▶ Requirement: Below are some records. Copy every line in them that holds "Coordinates".
[Opening Source data section]
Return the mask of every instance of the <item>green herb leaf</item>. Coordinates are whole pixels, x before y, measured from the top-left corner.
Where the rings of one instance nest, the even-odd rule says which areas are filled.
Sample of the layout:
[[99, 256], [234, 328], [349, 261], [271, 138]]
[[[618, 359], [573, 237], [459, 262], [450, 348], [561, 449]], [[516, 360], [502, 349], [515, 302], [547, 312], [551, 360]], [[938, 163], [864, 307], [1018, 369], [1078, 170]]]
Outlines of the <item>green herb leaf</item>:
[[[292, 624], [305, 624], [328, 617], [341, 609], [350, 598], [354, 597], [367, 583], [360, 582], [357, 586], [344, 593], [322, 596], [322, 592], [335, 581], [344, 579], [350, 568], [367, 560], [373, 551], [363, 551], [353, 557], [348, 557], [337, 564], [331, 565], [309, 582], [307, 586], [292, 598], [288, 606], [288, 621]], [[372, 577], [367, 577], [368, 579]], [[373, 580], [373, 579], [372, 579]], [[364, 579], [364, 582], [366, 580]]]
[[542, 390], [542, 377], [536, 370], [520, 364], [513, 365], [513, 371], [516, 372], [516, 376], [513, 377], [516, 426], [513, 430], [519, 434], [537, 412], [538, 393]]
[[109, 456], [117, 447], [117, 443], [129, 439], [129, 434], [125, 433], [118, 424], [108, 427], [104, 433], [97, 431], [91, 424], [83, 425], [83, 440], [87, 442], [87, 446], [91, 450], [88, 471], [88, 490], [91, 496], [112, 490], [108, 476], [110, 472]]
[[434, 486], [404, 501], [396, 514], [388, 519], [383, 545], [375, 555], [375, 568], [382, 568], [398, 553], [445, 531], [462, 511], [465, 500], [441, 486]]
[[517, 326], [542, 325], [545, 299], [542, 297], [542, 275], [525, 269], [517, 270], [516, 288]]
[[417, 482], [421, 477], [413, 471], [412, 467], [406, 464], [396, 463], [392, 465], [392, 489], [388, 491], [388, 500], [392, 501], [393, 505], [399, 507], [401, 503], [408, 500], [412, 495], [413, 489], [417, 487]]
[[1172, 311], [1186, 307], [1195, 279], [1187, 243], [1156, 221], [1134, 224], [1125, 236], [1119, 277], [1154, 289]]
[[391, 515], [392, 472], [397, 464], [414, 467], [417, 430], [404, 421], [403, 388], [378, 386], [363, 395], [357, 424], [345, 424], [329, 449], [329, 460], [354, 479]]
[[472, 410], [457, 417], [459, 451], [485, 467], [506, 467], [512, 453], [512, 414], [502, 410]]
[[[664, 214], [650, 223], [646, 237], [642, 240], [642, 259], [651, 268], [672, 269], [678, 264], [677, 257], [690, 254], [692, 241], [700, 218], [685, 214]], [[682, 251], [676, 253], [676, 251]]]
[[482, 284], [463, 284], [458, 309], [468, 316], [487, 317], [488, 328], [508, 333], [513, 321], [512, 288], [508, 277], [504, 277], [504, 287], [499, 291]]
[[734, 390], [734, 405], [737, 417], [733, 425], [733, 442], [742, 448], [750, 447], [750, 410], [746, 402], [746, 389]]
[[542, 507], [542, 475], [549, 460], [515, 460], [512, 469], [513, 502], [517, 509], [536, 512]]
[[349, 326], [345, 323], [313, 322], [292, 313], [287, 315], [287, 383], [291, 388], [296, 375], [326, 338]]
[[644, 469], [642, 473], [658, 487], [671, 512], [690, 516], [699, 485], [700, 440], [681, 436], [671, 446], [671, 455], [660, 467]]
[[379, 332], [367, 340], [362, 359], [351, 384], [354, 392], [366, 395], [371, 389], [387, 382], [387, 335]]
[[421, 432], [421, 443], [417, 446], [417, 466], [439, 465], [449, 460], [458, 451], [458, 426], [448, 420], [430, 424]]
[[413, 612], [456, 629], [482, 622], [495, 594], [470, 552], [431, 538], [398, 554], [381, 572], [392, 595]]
[Closing Source data section]
[Opening Source data section]
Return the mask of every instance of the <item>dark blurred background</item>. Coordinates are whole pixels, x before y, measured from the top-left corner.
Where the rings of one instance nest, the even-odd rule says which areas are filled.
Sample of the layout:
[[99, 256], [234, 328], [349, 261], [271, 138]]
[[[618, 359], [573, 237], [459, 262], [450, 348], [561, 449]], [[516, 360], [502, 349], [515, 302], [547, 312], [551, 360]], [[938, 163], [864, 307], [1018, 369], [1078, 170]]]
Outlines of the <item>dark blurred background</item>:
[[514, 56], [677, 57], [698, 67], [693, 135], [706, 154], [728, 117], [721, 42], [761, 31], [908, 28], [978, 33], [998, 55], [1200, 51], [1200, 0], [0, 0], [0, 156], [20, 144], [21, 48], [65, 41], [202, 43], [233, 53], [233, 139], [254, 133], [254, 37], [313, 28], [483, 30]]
[Closing Source data section]
▶ The completed task:
Return the mask of every instance of the <item>green herb leaf</item>. Coordinates are whole pixels, x before y, measured from the top-left corner.
Return the mask of every instance of the <item>dark blurred background</item>. Coordinates are whole pixels, x before y, measured from the top-left corner.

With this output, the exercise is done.